[[ DATA FOR THIS EXERCISE, beginning ]]

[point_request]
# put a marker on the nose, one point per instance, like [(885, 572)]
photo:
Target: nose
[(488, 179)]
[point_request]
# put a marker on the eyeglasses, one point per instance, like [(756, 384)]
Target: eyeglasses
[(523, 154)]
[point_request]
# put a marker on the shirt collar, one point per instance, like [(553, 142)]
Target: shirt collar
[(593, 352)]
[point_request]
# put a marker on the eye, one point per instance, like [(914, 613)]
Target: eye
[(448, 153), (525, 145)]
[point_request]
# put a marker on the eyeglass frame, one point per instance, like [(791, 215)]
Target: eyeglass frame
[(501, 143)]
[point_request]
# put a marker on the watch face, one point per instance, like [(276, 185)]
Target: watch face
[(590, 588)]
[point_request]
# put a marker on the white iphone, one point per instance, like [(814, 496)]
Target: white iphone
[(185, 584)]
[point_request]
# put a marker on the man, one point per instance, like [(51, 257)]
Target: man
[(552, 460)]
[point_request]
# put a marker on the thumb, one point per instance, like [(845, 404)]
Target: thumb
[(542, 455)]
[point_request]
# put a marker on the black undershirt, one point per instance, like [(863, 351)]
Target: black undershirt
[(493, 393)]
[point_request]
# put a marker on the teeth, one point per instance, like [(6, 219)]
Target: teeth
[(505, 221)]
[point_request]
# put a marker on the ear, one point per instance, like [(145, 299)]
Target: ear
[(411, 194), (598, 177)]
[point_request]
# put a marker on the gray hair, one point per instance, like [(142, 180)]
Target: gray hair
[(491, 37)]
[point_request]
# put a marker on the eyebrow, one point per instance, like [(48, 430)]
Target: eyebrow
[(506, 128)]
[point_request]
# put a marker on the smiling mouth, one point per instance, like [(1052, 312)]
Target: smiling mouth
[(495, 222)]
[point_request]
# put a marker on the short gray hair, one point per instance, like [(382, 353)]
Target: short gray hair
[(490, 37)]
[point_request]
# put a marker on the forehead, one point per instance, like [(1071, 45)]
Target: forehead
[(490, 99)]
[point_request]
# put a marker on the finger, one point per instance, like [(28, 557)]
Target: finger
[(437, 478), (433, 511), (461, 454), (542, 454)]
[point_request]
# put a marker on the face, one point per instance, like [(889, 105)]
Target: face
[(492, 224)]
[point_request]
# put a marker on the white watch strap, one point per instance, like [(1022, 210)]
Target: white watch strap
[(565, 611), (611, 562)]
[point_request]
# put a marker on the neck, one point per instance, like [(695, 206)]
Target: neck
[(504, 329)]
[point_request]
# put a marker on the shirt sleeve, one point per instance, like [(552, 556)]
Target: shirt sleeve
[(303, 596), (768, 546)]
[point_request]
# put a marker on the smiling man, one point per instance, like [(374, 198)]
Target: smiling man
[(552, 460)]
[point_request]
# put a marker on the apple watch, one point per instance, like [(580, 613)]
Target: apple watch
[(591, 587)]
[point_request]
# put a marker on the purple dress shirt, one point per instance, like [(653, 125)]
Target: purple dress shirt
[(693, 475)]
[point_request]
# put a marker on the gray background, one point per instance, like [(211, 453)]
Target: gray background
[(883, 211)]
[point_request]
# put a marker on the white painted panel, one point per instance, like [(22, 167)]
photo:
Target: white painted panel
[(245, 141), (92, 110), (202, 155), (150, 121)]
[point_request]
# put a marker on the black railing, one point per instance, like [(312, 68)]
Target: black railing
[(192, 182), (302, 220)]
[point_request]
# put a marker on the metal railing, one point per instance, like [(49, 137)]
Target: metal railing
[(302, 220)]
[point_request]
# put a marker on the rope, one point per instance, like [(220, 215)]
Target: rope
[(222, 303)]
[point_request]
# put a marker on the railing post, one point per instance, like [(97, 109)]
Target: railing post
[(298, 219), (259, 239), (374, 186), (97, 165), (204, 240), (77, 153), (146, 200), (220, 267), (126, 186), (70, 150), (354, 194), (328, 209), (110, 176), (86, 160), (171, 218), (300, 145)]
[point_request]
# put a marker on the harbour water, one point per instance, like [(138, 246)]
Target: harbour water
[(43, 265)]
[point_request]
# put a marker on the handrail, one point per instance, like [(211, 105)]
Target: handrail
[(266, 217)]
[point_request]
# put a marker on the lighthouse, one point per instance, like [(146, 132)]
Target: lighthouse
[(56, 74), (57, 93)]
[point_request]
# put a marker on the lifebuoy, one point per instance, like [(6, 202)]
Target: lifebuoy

[[ DATA FOR THIS EXERCISE, end ]]

• **WHAT IS BEING ASKED**: Take from the listing above each line that contains the string "lifebuoy".

• **EXPECTED ANSWER**:
# put a marker on the lifebuoy, one point per instance, like [(6, 202)]
Target: lifebuoy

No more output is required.